## What you should do
Rewrite all the items below with every "Query" renamed "Search" and nothing else altered. Omit the pictures from your answer.

## Dataset excerpts
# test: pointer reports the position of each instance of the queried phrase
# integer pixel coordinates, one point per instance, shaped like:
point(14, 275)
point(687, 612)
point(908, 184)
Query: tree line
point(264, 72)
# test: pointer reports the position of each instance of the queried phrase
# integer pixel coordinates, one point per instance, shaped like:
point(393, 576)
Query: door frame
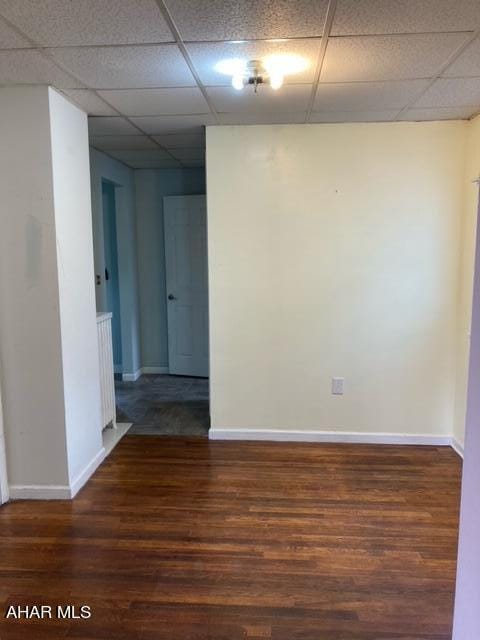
point(164, 201)
point(4, 489)
point(117, 192)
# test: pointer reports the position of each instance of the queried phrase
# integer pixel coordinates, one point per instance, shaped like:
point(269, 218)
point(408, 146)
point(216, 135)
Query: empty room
point(239, 320)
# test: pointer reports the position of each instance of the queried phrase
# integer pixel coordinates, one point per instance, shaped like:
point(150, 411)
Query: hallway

## Task answer
# test: pointer reports the position of each instance of the queried phrase
# integer pixel coordinates, one point per instance, shaped like:
point(14, 275)
point(687, 612)
point(908, 184)
Search: tree line
point(264, 72)
# test: pointer reports the position of each instance of the queried phrase
# integer pixel coordinates, one point per instance, shaped like:
point(393, 576)
Search: door frame
point(164, 201)
point(4, 489)
point(117, 192)
# test: pointer reports the position of each instance of the queried phrase
# integer pixel coordinates, one point per instance, shaped like:
point(269, 218)
point(408, 146)
point(216, 135)
Search: empty room
point(239, 320)
# test: pointer reports the position of each instance of the queried phrase
# integer pixel coordinates, one point per instance, shaped like:
point(150, 411)
Search: hallway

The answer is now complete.